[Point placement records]
== == ==

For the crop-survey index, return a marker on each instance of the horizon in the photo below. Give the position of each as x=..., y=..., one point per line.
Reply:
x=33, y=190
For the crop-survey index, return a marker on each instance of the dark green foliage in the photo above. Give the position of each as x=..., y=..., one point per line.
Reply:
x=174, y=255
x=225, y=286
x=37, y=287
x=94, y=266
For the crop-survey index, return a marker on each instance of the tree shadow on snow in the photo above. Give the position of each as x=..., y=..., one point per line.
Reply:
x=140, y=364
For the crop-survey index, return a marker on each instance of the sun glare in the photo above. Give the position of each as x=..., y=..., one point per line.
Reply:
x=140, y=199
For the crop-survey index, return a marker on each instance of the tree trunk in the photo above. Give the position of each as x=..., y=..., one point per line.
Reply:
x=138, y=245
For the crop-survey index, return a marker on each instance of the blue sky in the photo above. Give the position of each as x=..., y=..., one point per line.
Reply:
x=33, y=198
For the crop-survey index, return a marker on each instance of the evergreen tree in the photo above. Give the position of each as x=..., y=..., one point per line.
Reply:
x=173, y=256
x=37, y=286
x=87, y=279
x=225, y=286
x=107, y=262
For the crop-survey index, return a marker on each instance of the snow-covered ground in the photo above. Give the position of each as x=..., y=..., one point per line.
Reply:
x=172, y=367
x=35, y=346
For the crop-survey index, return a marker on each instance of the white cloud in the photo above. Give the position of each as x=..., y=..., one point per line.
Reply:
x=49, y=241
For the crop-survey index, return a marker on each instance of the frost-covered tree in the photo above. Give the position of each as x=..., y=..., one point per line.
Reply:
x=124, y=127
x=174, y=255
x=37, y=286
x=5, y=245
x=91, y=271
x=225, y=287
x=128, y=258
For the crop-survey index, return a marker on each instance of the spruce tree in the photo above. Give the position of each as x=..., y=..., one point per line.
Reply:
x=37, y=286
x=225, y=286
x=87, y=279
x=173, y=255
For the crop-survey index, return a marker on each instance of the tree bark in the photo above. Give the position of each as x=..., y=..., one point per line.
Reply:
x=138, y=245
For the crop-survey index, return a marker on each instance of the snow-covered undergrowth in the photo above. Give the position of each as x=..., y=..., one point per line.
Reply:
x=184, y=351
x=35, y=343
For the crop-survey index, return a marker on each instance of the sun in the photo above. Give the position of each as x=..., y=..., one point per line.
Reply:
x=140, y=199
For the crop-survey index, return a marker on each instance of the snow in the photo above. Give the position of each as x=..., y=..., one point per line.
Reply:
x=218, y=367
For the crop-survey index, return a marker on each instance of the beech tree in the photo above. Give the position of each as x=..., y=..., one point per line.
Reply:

== == ==

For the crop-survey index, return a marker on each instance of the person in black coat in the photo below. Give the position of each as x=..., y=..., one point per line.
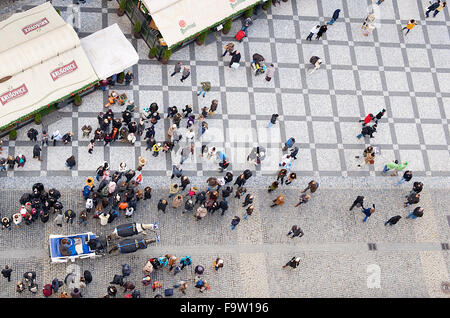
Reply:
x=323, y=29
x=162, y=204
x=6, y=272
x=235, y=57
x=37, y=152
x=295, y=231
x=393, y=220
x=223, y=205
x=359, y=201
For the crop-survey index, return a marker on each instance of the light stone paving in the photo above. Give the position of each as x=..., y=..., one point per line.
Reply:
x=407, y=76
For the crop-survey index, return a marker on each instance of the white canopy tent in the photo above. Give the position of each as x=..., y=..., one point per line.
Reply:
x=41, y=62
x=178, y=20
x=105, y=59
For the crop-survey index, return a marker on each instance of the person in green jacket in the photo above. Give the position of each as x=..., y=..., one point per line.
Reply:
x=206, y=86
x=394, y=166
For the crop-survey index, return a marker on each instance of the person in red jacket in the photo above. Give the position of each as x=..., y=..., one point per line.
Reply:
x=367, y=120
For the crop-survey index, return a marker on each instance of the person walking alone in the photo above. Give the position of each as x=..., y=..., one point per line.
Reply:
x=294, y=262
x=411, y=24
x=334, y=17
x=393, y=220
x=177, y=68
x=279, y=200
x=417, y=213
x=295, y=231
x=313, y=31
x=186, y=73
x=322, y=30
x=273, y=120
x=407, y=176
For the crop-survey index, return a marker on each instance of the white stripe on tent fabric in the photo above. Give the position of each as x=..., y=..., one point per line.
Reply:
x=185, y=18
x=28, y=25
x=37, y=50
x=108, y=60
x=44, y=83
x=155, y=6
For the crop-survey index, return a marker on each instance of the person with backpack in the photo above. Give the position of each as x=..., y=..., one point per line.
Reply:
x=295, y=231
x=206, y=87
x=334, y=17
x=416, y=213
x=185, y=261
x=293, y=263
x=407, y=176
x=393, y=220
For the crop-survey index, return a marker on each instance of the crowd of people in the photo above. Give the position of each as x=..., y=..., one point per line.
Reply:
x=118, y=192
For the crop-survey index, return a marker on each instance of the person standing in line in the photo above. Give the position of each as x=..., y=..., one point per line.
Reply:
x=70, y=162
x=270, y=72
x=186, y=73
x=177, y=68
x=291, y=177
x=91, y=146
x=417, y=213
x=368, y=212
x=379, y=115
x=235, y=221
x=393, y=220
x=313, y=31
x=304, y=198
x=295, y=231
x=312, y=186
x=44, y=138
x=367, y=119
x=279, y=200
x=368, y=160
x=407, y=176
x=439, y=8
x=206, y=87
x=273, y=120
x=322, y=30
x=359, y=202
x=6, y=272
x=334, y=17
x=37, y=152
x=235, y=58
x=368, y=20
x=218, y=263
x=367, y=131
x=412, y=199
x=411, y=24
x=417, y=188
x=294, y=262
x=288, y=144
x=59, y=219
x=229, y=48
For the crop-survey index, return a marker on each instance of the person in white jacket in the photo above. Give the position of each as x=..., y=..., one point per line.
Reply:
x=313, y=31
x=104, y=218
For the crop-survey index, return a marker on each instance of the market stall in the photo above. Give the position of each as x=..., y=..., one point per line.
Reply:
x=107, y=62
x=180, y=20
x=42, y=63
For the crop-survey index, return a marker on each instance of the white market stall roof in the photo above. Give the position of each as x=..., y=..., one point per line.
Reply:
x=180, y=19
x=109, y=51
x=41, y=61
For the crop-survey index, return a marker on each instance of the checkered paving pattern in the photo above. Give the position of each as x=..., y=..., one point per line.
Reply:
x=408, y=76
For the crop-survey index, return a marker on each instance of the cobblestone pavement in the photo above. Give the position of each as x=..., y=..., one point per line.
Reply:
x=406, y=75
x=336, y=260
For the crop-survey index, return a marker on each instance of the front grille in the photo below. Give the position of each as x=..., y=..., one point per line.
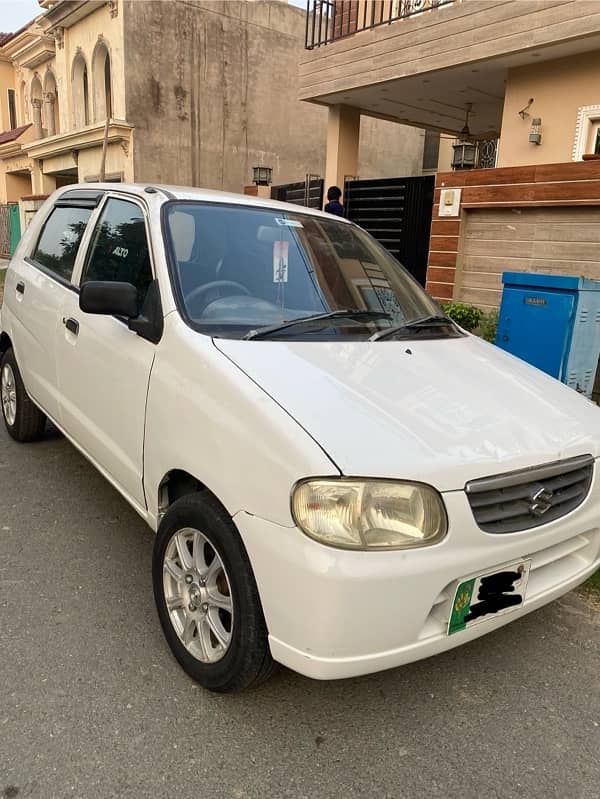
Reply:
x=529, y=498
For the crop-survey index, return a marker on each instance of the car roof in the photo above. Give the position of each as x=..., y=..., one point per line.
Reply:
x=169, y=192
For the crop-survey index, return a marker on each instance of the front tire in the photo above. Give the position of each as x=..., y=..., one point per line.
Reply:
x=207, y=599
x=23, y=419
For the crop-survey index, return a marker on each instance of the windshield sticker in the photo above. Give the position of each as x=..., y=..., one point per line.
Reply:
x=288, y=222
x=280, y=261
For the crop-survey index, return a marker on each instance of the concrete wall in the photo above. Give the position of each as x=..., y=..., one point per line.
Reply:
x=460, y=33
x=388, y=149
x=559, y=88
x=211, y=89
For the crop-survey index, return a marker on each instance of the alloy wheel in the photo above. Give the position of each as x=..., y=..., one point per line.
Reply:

== == ==

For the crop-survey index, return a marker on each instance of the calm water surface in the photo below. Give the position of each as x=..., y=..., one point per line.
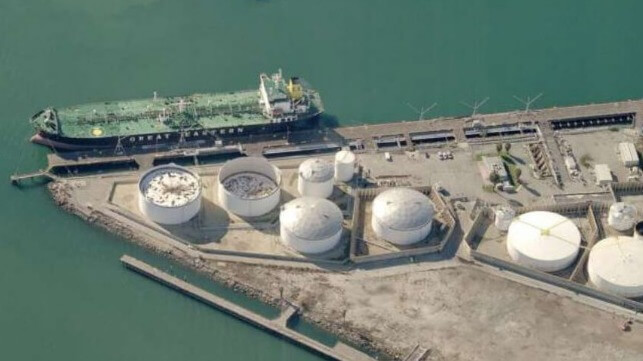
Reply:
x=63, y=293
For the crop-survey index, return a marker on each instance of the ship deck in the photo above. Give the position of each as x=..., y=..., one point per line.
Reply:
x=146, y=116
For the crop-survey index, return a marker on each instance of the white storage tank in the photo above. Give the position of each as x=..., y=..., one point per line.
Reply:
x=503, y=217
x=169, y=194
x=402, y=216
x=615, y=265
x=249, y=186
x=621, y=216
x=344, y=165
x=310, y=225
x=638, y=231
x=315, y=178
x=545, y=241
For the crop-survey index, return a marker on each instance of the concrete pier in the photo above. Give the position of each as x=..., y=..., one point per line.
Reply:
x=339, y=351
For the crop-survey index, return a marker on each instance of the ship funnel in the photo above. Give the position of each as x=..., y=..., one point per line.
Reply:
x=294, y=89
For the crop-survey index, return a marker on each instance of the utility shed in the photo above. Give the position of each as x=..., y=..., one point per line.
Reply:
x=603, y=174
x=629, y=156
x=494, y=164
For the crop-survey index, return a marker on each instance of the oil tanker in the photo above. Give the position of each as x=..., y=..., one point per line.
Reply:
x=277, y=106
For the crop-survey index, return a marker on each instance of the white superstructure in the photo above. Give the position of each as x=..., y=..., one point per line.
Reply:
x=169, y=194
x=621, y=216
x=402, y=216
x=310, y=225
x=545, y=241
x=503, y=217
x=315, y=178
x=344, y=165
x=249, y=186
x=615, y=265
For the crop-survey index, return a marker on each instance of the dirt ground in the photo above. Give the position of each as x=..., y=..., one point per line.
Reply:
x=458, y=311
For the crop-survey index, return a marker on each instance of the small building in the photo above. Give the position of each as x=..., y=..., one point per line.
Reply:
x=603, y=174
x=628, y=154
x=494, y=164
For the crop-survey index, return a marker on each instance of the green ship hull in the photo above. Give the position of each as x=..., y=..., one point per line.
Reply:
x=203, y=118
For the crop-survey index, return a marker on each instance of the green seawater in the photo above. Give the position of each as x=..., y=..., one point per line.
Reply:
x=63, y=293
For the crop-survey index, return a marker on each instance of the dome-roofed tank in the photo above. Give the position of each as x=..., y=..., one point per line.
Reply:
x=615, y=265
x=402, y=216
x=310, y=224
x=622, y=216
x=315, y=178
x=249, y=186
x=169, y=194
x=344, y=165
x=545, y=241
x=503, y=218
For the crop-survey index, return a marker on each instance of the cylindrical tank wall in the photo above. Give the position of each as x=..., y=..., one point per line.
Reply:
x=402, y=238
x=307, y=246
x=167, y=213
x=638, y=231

== == ==

Direction: Can you write out again the lines from the one with "the ship deck" up to and including the one with "x=146, y=116", keeping the requests unchanged, but scaling every coordinate in the answers by 1.05 and rounding to whole numbers, with halves going up?

Written response:
For the crop-survey index, return a marker on each instance of the ship deck in the photo above. Give the position of each as x=..., y=..., one point per line.
Reply:
x=153, y=122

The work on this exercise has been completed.